WORK INSTRUCTIONS: Could you change every "bounding box" in the records below to "enclosing rectangle" and give all the records again with nothing else altered? Leave the pictures out of your answer.

Region labeling records:
— Begin —

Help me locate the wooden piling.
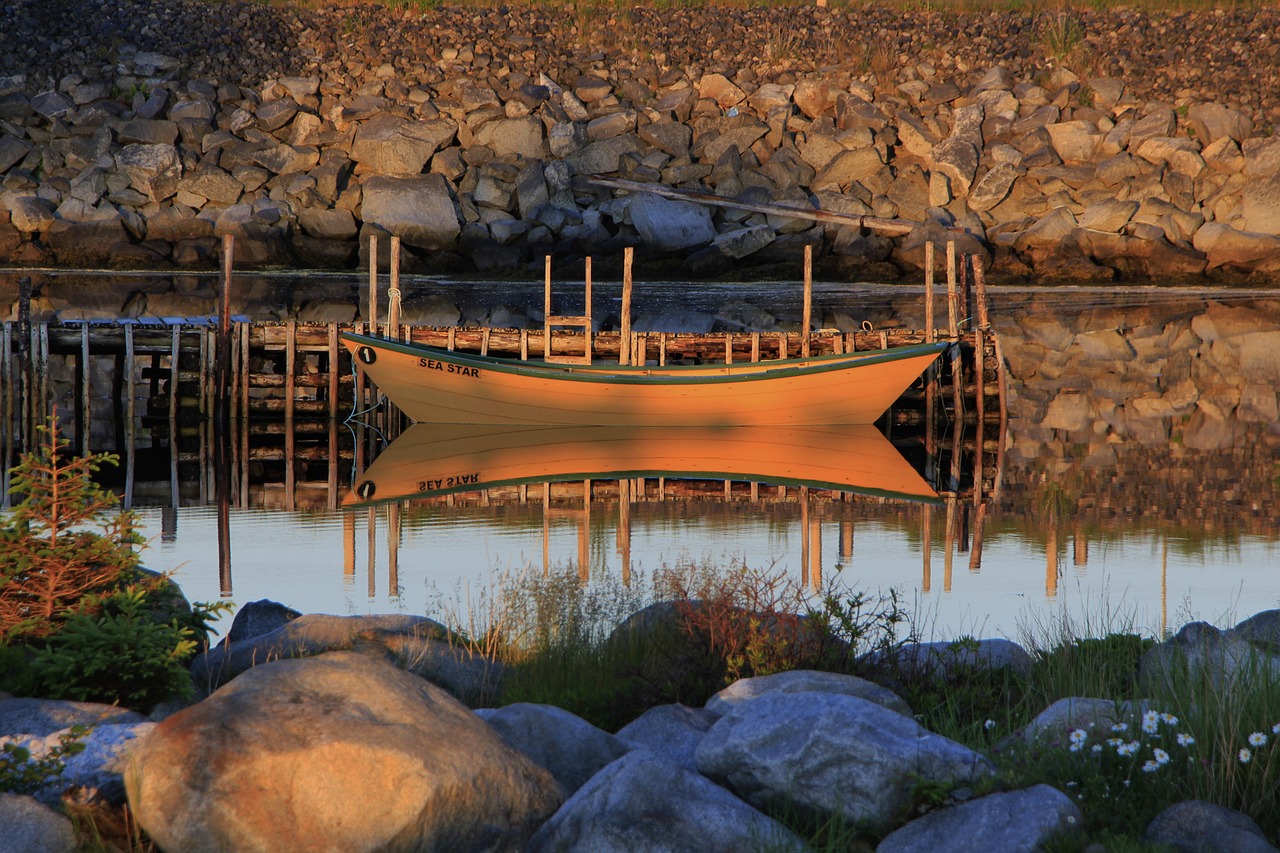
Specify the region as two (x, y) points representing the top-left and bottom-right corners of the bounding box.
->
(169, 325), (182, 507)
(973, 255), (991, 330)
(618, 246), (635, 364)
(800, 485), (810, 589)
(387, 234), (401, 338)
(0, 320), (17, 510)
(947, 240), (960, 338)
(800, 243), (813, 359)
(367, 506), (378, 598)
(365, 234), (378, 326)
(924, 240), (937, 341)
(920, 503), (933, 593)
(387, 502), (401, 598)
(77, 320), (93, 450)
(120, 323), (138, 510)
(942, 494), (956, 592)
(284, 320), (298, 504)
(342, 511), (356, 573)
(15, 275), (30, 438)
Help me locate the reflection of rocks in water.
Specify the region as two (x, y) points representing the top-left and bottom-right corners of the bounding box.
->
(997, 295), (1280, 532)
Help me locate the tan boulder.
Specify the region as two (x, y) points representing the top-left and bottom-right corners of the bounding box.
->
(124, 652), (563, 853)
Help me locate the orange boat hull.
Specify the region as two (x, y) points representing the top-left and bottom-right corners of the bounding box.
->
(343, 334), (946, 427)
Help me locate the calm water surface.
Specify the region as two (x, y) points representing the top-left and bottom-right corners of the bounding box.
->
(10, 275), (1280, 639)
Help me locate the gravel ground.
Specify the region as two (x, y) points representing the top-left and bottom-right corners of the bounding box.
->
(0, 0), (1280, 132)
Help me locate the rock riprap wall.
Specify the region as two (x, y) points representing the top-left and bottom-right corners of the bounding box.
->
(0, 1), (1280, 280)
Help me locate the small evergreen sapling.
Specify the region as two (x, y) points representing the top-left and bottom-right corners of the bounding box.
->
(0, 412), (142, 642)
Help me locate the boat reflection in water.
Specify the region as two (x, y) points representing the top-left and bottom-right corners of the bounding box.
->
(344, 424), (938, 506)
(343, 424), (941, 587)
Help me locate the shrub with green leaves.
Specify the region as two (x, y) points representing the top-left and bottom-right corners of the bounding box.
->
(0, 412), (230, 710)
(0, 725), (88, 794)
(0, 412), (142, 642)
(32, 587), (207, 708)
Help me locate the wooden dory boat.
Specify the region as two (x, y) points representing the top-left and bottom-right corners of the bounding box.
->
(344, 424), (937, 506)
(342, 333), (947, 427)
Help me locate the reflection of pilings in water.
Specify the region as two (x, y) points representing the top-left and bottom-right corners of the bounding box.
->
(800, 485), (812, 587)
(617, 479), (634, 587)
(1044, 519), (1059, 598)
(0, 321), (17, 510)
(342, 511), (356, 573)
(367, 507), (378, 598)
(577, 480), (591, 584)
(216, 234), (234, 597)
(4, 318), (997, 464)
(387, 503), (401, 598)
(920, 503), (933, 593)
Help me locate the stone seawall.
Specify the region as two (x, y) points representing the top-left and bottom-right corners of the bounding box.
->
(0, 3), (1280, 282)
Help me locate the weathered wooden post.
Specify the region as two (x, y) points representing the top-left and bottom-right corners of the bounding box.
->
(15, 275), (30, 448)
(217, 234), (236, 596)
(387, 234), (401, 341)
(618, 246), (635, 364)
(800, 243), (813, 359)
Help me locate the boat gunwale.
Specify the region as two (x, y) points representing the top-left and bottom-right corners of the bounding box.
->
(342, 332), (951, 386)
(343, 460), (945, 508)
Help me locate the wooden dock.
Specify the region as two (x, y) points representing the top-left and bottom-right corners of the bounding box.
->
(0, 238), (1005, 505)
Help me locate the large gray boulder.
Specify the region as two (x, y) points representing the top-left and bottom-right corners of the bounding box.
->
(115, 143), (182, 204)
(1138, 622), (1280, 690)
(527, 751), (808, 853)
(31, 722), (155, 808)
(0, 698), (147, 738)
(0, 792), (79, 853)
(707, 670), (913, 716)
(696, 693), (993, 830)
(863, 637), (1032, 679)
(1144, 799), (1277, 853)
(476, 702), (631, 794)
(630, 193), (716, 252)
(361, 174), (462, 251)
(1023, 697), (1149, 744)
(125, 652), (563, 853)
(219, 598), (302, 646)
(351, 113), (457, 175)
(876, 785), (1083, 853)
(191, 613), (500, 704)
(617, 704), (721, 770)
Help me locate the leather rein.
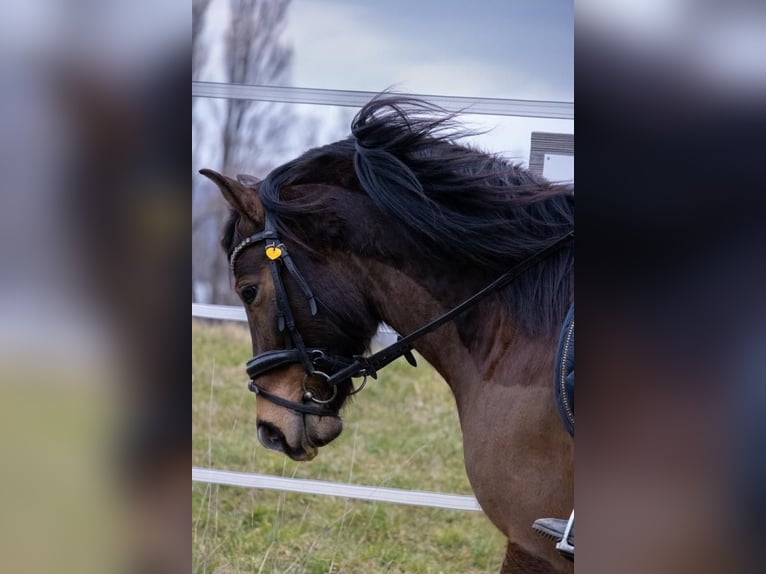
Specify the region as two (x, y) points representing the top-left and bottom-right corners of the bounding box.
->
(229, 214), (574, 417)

— End —

EXERCISE OUTPUT:
Help me locate the wooden piling.
Specify the region as two (x, y) points representing the top-left and bottom-right corners of the enclosing rectangle.
->
(169, 325), (182, 507)
(973, 255), (991, 330)
(618, 246), (635, 364)
(800, 485), (810, 589)
(387, 234), (401, 338)
(0, 320), (17, 510)
(947, 240), (960, 338)
(800, 243), (813, 359)
(367, 506), (378, 598)
(365, 234), (378, 326)
(924, 240), (937, 341)
(920, 503), (933, 593)
(387, 502), (401, 598)
(77, 320), (93, 450)
(120, 323), (138, 510)
(942, 494), (956, 592)
(284, 320), (298, 504)
(342, 511), (356, 573)
(15, 275), (30, 438)
Help me locate the reflection of rocks in water.
Specify the region as two (x, y) points representing the top-left and bottom-right corners of the enclosing rectangle.
->
(997, 295), (1280, 532)
Help me locate the tan boulder.
Specify the region as two (x, y) points representing the top-left and bottom-right corners of the enclosing rectangle.
->
(124, 652), (563, 853)
Help me locate the orange boat hull.
Specify the region as two (x, y) points representing the top-left and bottom-right corners of the enclosing rectangle.
->
(343, 334), (946, 427)
Help me locate the calm water surface.
Specify the region as two (x, y) points representing the top-left and bottom-right corners of the enclosing rectangle.
->
(10, 275), (1280, 639)
Help me locate the gravel ground.
Specify the region as two (x, y) points representing the top-left and bottom-right corners of the enclosing rectangle.
->
(0, 0), (1280, 132)
Help me locate the rock riprap wall.
Specify the region as two (x, y) points representing the top-left and bottom-right corners of the enclosing rectangle.
->
(0, 1), (1280, 280)
Help me locate the small evergreen sapling.
Specify the region as two (x, y) points representing the top-left and bottom-right corners of the enclosing rectangle.
->
(0, 412), (142, 642)
Help me locate the boat reflection in water.
Specify the region as two (x, y) points representing the top-left and bottom-right corners of the enclosing rectangle.
->
(344, 424), (938, 506)
(343, 424), (941, 587)
Help me locate the shrub with green leaves.
Specify the region as two (x, y) points representing the top-left and bottom-right corners of the enclosing rectangle.
->
(0, 412), (230, 710)
(0, 725), (88, 794)
(0, 412), (142, 642)
(32, 587), (207, 708)
Help me locate the wooden dory boat.
Specify the region as two (x, y) points representing the top-left and bottom-right corners of the enclosing rectangle.
->
(344, 424), (937, 506)
(342, 333), (947, 427)
Help me locate the reflection of pilings in water.
Specify the region as two (x, y) points representing the top-left and bottom-right corners of the enclosing rectangle.
->
(800, 485), (812, 587)
(617, 479), (634, 587)
(1044, 519), (1059, 598)
(0, 321), (17, 510)
(342, 511), (356, 573)
(367, 507), (378, 598)
(577, 480), (591, 584)
(216, 234), (234, 597)
(4, 318), (997, 464)
(387, 503), (401, 598)
(920, 503), (933, 593)
Help me locate the stone seawall.
Specify the region as two (x, y) points representing the top-left and bottom-right corners of the enclosing rectangle.
->
(0, 3), (1280, 282)
Help me locate the weathered wooden post.
Specify the region as two (x, y) points representing the top-left and bottom-right corners of the enclosing rectangle.
->
(15, 275), (30, 448)
(217, 234), (236, 596)
(387, 234), (401, 341)
(618, 246), (635, 364)
(800, 243), (813, 359)
Help me locate the boat gunwale.
Specify the region as two (x, y) points representing the top-left and bottom-right corners of the enclosing rectangle.
->
(342, 332), (951, 386)
(343, 460), (945, 508)
Help me locate the wooden dock.
Specify the region as two (x, y) points representing the top-left and bottom-right corners of the enclosing rectangle.
->
(0, 238), (1005, 505)
Help me locate the large gray boulder.
Specify the region as two (x, y) points representing the top-left and bottom-right corners of the enclosing rectangle.
->
(115, 143), (182, 204)
(1138, 622), (1280, 690)
(527, 751), (808, 853)
(31, 722), (155, 808)
(0, 698), (147, 738)
(0, 792), (79, 853)
(707, 670), (913, 716)
(696, 693), (993, 830)
(863, 637), (1032, 679)
(1144, 799), (1277, 853)
(476, 702), (631, 794)
(630, 193), (716, 252)
(361, 174), (462, 251)
(1023, 697), (1149, 744)
(125, 652), (563, 853)
(219, 598), (302, 646)
(351, 113), (457, 175)
(876, 785), (1083, 853)
(191, 613), (500, 704)
(617, 704), (721, 770)
Help me locate the leather rein.
Specify the region as two (x, y) points representing the top-left and bottom-right corners of the enclosing rectangle.
->
(229, 214), (574, 417)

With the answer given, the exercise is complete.